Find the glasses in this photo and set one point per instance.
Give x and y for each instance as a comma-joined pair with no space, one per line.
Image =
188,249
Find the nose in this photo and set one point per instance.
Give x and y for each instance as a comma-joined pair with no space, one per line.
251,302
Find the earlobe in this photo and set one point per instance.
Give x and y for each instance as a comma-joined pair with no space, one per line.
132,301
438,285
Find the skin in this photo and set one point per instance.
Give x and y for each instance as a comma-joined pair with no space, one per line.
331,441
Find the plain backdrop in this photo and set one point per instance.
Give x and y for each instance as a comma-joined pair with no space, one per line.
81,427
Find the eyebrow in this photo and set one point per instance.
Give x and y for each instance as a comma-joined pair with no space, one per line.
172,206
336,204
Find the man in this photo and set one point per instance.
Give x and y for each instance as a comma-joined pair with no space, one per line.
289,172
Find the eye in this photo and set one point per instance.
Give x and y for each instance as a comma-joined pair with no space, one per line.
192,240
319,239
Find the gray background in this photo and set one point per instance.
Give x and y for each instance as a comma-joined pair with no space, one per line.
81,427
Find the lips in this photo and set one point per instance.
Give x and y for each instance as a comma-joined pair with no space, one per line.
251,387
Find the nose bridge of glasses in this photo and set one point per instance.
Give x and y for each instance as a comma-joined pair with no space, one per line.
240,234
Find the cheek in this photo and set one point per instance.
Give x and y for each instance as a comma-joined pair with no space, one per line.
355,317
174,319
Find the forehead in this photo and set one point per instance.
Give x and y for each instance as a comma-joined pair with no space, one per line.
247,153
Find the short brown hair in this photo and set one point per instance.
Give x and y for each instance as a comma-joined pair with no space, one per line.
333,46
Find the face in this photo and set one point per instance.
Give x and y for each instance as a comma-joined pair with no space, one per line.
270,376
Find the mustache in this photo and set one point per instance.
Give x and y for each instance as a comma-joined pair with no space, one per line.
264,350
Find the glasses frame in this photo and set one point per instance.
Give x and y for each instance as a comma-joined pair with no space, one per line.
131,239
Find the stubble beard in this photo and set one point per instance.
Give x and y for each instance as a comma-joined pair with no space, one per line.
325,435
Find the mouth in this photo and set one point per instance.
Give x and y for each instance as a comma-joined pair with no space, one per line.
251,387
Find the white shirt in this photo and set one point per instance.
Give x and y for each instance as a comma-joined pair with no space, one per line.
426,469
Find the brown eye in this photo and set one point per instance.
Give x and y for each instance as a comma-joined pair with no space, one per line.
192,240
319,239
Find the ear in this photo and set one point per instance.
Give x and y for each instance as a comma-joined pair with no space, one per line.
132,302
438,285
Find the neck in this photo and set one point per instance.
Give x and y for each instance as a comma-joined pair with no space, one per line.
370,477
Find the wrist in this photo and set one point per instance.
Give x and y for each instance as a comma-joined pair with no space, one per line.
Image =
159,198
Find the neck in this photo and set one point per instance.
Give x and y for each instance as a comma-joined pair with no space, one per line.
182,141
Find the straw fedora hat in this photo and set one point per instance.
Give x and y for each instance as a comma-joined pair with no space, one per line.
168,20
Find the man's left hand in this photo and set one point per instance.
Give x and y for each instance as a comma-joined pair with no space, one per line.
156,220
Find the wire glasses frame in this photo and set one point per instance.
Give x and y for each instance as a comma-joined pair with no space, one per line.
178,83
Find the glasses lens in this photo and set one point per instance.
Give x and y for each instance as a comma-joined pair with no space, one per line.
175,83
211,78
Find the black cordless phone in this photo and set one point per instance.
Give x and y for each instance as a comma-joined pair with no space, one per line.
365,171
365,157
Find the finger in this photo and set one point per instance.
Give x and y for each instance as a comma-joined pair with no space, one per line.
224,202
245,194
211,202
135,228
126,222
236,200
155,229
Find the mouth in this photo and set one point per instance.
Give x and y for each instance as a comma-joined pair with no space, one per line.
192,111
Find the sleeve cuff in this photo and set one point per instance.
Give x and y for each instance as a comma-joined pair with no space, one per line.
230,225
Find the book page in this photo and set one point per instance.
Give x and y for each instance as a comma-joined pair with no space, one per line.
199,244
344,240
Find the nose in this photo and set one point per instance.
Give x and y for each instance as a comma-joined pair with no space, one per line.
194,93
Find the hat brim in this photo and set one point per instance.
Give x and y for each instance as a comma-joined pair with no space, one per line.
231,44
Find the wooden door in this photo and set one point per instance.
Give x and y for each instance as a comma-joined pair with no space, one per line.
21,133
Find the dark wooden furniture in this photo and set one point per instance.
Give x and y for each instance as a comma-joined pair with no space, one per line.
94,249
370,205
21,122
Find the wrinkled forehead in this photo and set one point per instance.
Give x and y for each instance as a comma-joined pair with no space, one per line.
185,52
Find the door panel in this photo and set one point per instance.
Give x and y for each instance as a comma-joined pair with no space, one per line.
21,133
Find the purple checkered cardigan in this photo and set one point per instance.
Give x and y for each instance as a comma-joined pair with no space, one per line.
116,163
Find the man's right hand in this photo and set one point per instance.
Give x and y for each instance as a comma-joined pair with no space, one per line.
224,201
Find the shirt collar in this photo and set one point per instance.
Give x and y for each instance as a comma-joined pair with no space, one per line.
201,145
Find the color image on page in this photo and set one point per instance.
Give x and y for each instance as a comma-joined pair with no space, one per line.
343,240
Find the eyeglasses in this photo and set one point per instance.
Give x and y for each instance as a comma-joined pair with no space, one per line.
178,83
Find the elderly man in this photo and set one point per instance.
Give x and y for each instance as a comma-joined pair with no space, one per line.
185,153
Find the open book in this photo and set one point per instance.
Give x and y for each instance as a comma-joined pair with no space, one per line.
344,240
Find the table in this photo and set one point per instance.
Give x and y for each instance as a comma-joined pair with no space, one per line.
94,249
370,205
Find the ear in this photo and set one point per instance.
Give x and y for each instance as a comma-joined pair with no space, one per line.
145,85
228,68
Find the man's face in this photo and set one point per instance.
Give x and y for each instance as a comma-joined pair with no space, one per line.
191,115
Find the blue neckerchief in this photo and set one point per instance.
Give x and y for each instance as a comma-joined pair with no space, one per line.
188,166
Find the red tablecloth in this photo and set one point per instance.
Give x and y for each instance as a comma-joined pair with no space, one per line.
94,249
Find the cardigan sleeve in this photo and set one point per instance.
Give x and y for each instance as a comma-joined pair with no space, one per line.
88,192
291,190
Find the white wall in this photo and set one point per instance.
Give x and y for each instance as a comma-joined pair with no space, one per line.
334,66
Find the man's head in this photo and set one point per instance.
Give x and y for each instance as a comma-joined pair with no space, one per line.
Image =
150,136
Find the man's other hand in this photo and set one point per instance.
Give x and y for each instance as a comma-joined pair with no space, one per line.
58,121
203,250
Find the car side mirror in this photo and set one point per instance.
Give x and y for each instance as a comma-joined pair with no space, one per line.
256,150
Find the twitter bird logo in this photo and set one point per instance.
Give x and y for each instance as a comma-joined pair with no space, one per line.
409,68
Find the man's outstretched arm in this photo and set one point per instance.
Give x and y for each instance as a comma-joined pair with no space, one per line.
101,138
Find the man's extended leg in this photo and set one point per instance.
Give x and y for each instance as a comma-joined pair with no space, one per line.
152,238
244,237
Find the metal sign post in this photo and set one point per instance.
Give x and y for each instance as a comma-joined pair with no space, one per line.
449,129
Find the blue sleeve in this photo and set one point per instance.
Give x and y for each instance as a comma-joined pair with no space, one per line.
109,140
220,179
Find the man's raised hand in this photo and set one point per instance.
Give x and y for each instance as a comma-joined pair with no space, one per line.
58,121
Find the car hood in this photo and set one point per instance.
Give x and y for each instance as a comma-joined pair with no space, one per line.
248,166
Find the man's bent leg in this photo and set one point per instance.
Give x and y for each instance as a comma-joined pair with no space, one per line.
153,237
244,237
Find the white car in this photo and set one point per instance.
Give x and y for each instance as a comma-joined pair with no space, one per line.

===============

Give back the lines above exactly, from the one with "Find the man's outstretched" through the last line.

Find the man's outstretched arm in this photo and set one point per instance.
Give x and y for each instance as a comma-joined pair with no space, one per line.
101,138
Find the man's extended leg in this photo and set one point per instance.
Give x and y for each instance as a comma-joined pair with no space, one per line.
152,238
244,237
Find the metal sign post in this photo and set one point per instance.
Give x and y for each instance as a comma-joined pair with no space, one per line.
449,129
Find the blue sleeve in this photo and set one point per instance.
Give x and y for each instance as a comma-joined pair with no space, one per line.
109,140
220,179
Find the man's raised hand in this photo and set one point per instance.
Give x and y for each instance as a comma-joined pair with no space, one per line.
58,121
Find the car hood in this photo and set one point per instance.
Give x and y for each instance as a comma-joined pair with no space, one per line.
248,166
Find the man's bent leg in this photo and set one point per instance.
Give x and y for each instance as a comma-joined pair with no space, one per line.
153,237
244,237
Find the white car in this photo and set one point per instance.
Give x and y for each instance as a comma-joined pair with no space, one per line.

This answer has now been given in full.